= What you will do =
Filter the records below and copy every line that contains the string "background". Case counts.

——————————

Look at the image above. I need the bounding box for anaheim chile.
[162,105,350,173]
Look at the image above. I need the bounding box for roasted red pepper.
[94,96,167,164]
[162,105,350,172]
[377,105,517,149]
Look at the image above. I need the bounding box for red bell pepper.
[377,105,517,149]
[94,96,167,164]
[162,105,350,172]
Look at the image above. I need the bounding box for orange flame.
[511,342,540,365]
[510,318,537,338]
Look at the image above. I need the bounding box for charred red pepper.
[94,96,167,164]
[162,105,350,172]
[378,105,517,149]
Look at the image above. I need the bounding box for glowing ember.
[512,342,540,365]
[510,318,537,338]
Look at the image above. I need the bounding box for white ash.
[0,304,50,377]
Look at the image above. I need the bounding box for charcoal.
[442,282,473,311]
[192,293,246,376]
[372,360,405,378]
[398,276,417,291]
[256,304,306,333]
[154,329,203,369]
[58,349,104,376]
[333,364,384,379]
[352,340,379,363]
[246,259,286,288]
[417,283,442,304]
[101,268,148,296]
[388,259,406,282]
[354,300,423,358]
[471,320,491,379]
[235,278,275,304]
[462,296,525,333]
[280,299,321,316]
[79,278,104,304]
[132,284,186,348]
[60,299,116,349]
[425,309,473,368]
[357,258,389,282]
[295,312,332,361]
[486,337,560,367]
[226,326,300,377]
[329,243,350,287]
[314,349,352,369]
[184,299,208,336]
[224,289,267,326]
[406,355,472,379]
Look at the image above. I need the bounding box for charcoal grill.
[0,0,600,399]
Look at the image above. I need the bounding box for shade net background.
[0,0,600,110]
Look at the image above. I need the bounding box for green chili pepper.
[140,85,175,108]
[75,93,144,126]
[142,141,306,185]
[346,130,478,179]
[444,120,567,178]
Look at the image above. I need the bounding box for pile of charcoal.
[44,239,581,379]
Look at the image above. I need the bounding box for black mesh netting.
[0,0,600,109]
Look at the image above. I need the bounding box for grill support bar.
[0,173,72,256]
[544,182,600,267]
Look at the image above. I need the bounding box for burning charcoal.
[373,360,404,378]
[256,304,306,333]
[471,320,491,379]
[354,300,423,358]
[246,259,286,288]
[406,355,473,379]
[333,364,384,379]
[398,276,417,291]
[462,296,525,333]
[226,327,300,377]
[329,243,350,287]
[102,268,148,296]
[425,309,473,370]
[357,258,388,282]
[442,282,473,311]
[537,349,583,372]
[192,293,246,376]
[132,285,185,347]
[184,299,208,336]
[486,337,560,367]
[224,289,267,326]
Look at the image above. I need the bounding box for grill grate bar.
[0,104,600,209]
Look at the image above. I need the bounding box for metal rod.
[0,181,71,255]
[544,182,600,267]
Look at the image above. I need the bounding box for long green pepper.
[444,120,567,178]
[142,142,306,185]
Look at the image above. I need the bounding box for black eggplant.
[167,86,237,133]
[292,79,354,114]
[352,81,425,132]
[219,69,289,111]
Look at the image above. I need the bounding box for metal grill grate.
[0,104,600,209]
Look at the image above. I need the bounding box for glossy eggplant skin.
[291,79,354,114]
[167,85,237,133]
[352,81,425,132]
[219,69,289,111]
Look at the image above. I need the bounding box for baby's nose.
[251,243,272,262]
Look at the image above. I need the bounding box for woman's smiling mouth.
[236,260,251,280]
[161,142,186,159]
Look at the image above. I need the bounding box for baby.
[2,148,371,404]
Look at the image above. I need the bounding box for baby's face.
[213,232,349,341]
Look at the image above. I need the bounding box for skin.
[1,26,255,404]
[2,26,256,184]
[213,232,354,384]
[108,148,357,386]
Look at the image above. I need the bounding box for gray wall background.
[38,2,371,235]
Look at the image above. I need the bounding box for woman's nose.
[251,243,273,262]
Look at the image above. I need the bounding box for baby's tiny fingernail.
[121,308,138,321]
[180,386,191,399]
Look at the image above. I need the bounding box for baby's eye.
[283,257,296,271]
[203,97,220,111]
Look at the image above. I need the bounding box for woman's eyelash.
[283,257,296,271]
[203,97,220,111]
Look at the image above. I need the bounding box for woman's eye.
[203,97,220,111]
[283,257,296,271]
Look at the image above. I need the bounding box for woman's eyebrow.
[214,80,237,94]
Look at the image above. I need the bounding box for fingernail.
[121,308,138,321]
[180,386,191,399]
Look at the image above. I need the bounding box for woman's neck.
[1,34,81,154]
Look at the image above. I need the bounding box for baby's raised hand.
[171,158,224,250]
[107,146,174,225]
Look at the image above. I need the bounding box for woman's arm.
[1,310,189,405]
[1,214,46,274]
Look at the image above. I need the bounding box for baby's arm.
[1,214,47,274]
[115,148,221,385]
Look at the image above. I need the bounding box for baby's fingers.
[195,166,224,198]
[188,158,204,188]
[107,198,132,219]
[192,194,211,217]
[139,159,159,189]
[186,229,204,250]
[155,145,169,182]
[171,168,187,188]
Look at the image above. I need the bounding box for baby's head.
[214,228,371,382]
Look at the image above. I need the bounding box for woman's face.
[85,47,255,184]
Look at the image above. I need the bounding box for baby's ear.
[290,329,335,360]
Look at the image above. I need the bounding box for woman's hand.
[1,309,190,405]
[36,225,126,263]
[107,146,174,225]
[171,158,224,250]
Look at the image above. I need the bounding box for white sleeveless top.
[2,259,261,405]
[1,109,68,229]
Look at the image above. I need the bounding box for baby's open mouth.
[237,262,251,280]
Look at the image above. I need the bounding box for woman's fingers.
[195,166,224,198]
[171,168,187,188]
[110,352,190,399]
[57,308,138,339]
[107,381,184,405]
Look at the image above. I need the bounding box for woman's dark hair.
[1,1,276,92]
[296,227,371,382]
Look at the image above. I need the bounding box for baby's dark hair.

——————————

= Written answer =
Look at the image above. I need the bounding box for shade net background.
Look at the image above. I need the bounding box for gray wall background.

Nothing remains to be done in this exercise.